Task prompt
Return each line from the rows below that contains the word "deck".

[Stored data]
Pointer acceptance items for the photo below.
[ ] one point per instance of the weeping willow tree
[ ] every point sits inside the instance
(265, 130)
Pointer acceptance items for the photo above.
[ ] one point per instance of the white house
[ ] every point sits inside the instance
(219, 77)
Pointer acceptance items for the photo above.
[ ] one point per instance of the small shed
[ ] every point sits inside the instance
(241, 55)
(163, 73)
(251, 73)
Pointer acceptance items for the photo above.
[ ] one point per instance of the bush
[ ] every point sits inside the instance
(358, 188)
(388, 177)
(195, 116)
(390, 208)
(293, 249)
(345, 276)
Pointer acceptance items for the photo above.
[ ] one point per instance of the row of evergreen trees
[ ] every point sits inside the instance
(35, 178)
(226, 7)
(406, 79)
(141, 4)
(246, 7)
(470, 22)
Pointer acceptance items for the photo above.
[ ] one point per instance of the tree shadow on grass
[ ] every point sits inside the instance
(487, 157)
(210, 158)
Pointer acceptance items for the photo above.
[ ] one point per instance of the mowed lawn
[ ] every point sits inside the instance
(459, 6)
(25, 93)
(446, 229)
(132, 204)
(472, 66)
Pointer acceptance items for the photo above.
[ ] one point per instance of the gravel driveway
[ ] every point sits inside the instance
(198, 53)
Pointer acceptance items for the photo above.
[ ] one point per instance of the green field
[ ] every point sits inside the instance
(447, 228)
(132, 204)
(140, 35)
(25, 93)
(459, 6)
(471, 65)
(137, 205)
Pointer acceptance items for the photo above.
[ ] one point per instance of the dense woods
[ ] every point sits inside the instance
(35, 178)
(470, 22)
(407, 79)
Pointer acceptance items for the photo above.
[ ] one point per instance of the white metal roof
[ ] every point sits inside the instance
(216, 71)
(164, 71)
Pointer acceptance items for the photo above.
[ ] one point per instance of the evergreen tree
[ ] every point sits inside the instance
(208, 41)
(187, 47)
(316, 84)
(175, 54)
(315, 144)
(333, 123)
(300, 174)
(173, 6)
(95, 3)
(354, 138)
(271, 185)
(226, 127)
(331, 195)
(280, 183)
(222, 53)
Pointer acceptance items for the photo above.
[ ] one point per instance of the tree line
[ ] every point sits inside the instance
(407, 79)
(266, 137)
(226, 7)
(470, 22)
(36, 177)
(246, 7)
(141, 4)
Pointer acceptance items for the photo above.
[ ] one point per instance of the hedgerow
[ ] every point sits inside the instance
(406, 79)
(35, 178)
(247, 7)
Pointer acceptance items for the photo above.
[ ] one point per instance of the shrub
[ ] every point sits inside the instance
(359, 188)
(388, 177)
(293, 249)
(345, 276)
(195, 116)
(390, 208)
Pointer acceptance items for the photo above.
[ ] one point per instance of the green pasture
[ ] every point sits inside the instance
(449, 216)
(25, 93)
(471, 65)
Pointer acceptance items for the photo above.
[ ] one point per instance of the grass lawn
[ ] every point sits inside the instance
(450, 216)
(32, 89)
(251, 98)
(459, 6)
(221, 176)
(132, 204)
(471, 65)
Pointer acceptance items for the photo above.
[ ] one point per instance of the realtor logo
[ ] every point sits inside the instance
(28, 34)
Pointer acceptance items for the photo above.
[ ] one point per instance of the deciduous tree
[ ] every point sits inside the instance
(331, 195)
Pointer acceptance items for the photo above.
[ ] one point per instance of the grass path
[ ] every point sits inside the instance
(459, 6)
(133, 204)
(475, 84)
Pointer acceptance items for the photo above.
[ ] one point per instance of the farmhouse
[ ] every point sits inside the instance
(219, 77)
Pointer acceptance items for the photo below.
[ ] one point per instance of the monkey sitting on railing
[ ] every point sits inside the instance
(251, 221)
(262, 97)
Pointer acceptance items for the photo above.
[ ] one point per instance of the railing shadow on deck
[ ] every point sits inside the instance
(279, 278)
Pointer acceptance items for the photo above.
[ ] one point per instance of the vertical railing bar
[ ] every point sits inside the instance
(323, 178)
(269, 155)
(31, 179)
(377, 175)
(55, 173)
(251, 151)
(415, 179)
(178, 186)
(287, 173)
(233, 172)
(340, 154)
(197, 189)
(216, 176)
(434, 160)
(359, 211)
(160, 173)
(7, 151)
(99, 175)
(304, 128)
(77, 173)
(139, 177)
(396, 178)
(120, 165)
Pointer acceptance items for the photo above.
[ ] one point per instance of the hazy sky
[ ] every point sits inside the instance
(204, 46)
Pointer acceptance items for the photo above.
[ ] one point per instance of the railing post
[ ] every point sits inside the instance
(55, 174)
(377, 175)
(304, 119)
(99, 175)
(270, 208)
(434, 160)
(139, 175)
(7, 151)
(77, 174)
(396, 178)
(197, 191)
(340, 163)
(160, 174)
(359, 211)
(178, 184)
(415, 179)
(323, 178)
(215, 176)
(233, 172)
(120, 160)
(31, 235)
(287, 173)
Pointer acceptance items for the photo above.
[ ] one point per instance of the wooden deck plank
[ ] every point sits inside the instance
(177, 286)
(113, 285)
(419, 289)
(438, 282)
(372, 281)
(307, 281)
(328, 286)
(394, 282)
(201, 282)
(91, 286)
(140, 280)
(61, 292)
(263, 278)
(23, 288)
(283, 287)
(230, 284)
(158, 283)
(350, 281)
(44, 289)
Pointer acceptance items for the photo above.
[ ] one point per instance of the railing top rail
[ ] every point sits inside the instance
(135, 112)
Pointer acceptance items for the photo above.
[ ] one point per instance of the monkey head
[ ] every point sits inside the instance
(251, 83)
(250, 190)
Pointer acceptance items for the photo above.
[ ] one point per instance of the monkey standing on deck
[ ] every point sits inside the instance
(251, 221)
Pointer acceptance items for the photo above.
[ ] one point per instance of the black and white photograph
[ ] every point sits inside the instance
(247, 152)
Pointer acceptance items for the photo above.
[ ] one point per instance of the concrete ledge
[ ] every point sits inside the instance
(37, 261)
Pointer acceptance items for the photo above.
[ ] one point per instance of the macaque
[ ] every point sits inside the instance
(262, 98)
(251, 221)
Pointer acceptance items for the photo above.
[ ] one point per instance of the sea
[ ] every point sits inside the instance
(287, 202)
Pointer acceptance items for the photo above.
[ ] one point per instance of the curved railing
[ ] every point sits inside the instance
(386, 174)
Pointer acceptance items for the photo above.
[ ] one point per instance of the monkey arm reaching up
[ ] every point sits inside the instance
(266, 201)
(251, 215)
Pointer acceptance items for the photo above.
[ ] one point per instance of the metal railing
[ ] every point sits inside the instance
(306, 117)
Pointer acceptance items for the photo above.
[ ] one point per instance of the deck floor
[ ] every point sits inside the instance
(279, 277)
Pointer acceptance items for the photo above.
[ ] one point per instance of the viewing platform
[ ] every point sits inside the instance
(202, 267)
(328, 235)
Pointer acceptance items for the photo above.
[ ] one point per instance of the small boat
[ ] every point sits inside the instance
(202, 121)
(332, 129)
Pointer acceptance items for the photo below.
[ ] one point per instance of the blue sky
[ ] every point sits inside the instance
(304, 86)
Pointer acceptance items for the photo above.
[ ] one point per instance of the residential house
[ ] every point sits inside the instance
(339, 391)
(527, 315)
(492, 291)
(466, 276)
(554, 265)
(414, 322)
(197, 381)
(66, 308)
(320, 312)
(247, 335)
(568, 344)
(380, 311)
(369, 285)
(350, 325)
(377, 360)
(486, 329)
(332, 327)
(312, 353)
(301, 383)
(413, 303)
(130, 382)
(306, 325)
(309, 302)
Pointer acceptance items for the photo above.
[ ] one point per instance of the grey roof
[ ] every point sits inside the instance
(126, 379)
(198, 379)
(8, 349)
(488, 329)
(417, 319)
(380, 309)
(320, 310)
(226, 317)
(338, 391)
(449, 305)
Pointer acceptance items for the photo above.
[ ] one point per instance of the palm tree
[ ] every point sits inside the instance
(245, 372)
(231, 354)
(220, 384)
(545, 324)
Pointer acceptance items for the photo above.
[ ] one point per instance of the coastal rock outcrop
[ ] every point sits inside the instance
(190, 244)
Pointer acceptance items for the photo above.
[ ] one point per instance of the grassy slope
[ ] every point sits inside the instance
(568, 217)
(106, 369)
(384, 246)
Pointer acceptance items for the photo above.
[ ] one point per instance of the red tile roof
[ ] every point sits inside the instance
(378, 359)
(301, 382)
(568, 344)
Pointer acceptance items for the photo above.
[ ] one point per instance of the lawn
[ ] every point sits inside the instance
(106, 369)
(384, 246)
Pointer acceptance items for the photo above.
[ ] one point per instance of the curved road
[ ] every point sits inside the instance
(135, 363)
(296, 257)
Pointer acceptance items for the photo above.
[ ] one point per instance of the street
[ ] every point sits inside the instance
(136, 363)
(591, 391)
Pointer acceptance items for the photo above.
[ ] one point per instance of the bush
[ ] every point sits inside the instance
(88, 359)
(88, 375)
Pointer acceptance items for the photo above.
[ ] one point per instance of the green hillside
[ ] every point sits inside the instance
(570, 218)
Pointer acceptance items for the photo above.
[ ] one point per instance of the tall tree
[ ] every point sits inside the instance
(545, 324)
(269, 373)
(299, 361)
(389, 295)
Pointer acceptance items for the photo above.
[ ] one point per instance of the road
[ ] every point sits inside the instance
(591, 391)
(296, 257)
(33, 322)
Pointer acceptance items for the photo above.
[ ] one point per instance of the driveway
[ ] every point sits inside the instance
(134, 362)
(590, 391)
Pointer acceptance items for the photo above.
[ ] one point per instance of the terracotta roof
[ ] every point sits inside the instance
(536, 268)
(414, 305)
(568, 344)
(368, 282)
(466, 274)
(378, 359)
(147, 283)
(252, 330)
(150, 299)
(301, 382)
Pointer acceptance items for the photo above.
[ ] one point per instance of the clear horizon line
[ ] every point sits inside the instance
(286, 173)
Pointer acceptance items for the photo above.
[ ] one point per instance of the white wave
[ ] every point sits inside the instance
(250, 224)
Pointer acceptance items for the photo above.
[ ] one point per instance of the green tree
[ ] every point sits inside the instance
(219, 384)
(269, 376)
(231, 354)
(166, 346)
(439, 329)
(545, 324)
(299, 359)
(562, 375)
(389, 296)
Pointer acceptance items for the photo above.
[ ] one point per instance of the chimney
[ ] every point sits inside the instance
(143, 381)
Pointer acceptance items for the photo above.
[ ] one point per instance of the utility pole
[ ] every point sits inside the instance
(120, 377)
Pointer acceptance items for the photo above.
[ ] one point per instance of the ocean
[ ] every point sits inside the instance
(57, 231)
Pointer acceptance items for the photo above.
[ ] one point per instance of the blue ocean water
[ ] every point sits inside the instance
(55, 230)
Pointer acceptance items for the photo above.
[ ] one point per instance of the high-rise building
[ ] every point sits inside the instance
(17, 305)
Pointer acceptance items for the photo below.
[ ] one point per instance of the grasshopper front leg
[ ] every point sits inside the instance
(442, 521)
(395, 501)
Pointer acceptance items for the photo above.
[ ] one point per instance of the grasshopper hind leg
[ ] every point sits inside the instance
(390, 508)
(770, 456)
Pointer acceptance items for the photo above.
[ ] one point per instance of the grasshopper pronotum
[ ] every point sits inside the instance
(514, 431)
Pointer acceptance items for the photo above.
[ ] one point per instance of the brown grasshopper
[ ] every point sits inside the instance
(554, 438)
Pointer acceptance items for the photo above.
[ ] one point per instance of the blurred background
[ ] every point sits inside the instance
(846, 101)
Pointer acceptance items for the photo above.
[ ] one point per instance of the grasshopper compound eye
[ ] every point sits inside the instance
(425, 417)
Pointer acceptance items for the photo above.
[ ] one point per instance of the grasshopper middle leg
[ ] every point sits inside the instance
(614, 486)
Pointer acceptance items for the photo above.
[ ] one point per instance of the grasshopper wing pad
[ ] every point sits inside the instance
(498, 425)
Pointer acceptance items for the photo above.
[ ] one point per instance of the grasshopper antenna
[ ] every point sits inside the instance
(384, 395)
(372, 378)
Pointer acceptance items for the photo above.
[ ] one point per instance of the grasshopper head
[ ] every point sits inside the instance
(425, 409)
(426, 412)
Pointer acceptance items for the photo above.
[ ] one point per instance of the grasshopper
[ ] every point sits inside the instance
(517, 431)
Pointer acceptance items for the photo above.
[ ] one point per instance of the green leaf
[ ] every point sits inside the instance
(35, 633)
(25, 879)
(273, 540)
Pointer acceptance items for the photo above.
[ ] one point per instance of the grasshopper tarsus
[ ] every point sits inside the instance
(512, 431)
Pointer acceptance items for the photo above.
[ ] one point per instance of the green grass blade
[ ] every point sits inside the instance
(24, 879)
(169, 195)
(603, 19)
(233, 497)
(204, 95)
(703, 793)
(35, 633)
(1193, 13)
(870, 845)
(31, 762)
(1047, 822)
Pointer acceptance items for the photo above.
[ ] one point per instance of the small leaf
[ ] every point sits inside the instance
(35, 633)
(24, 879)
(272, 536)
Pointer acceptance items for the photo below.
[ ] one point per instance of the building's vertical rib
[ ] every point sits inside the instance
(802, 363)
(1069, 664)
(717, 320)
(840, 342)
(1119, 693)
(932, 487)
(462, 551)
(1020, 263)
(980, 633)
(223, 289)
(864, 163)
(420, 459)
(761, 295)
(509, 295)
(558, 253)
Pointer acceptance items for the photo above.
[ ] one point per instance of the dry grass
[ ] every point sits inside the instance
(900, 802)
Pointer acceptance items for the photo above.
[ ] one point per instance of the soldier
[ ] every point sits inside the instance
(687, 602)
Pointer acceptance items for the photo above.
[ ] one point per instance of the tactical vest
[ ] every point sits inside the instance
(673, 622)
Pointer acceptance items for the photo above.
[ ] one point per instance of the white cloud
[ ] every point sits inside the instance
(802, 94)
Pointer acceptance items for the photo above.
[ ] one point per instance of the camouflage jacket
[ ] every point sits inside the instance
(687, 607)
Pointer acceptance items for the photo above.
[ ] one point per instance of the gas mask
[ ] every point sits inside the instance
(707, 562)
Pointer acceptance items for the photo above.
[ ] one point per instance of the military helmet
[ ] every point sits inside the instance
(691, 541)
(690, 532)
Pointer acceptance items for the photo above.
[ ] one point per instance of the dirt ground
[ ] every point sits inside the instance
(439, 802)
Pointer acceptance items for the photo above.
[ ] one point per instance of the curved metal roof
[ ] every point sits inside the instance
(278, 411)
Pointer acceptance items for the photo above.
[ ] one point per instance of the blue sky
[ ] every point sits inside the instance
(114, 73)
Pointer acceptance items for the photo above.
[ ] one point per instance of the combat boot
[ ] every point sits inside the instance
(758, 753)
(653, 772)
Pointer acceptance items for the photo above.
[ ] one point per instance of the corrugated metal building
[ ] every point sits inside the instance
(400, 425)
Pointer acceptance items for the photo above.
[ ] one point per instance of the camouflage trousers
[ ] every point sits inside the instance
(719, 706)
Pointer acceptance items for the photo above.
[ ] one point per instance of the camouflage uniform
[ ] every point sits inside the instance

Written solution
[ ] one point per instance of the railing shadow on deck
[ ] one point per instance of the wooden deck plank
[ ] one point per instance of the monkey standing on deck
[ ] one point per instance of the deck floor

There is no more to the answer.